BEGIN MATERIAL

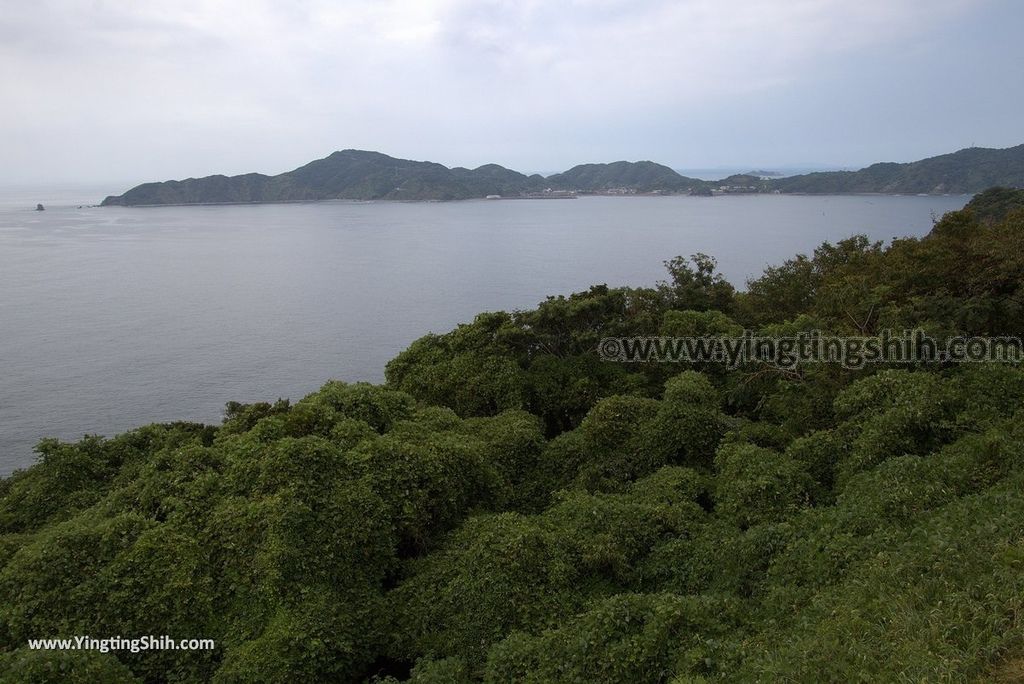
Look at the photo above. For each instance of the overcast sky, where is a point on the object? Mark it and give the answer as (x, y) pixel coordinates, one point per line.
(129, 91)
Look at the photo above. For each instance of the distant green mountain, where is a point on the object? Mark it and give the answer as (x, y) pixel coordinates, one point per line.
(349, 174)
(969, 170)
(354, 174)
(636, 176)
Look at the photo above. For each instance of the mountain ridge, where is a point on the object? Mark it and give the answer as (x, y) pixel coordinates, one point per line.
(355, 174)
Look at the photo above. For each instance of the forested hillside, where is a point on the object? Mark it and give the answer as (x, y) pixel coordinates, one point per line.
(510, 507)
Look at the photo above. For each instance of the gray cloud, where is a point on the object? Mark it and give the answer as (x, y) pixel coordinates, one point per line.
(129, 91)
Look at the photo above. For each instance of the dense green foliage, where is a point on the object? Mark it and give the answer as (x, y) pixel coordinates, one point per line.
(354, 174)
(511, 508)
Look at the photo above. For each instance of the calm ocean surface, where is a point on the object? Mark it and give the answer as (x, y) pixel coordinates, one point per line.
(115, 317)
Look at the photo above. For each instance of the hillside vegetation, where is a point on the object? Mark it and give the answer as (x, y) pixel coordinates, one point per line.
(511, 508)
(354, 174)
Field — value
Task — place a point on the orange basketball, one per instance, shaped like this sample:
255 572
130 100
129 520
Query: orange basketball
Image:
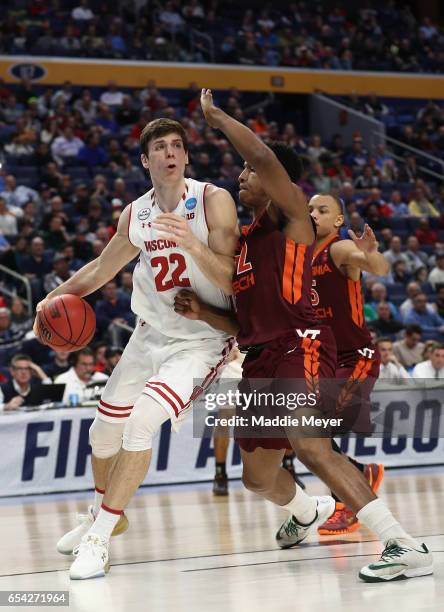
66 323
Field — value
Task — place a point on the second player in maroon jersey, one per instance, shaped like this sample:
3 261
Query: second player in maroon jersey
337 300
266 187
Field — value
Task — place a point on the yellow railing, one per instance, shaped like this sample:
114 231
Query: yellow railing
53 71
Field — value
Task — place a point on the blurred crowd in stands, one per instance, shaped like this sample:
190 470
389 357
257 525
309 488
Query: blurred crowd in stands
70 164
381 36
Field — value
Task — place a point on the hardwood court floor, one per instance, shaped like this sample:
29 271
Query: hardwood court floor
187 551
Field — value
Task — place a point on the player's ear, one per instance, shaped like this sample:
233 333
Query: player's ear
339 221
144 161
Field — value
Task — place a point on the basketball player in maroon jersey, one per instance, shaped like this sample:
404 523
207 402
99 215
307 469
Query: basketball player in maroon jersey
272 285
337 300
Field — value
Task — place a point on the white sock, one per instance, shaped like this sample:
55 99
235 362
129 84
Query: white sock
98 498
377 517
302 507
104 523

END MATERIAL

Format every line of the records above as a numbered list, leaving out blank lines and the pictures.

▸ **CORRECT ANSWER**:
1. Look at the photo above. For each instance of the overcast sky, where is a point on the object? Mark it and give the answer as (x, y) pixel coordinates, one point per line.
2. (129, 91)
3. Look at the photo above. For each instance of the distant green mountain, where is a point on the object? Mark it and give the answer as (x, y) pixel coordinates, one point per line.
4. (349, 174)
5. (969, 170)
6. (354, 174)
7. (636, 176)
8. Look at the photo above. For each instance of the mountain ridge, where is a point on the object? Mark it and give the answer as (x, y) pixel coordinates, one point per line.
9. (355, 174)
10. Look at the photo above. For each instance of the forested hillside, where is a point on the object? Mark it and give the answer as (x, y) pixel coordinates, one point per line.
11. (510, 507)
12. Look at the photo above. For each instance of the gray cloud, where is a point on the object? Mark it and give the answer as (x, y) pixel coordinates, one point per line.
13. (129, 91)
14. Look at the photo above. For each instance of the dense green foliage, where is a point on the object? Mark it and give the answer as (x, y) pixel coordinates, one point per line.
15. (354, 174)
16. (511, 508)
17. Look at the photo above. For each instance of the calm ocean surface, where is a point on the object? Mark it and give the answer as (x, y) pixel coordinates, one point per line.
18. (115, 317)
19. Look at the photo above. For each instance of the hillside vegetation, where is a point on the object? Mark it and give the answer as (x, y) pixel coordinates, one point per line.
20. (511, 508)
21. (354, 174)
22. Field — value
23. Task — place a point on the orange basketball, one per instance, shaped like this sample:
24. 255 572
25. 130 100
26. 129 520
27. Query: orange basketball
28. Image:
29. 66 323
30. Field — value
31. Task — place a point on the second player in maroon jersey, one per instance, shaped like this sample:
32. 3 261
33. Query: second player in maroon jersey
34. 337 300
35. 266 187
36. Field — value
37. Task — place a point on the yellow railing, one per instance, shaped like this sample:
38. 114 231
39. Query: yellow railing
40. 53 71
41. Field — value
42. Task — place a point on the blurred crowd in stands, one per instance, shaped like this sample:
43. 190 470
44. 389 357
45. 257 525
46. 309 488
47. Query: blurred crowd in stands
48. 70 164
49. 381 36
50. Field — value
51. Task — place a point on the hardwood court floor, one per instance, shaped like this sample:
52. 29 271
53. Query: hardwood court floor
54. 187 551
55. Field — value
56. Task — place a point on the player's ear, one per instance, shaped like this sample:
57. 233 333
58. Query: player's ear
59. 339 221
60. 144 161
61. Field — value
62. Task — place a point on the basketball player in maroon jersey, one per instance, shaped like this sample:
63. 404 523
64. 207 402
65. 99 215
66. 307 469
67. Query: basketball player in maroon jersey
68. 272 285
69. 337 300
70. Field — value
71. Task — place a point on the white sock, one per instance, shaped like this sample:
72. 55 99
73. 235 362
74. 129 84
75. Query: white sock
76. 98 498
77. 377 517
78. 302 507
79. 104 523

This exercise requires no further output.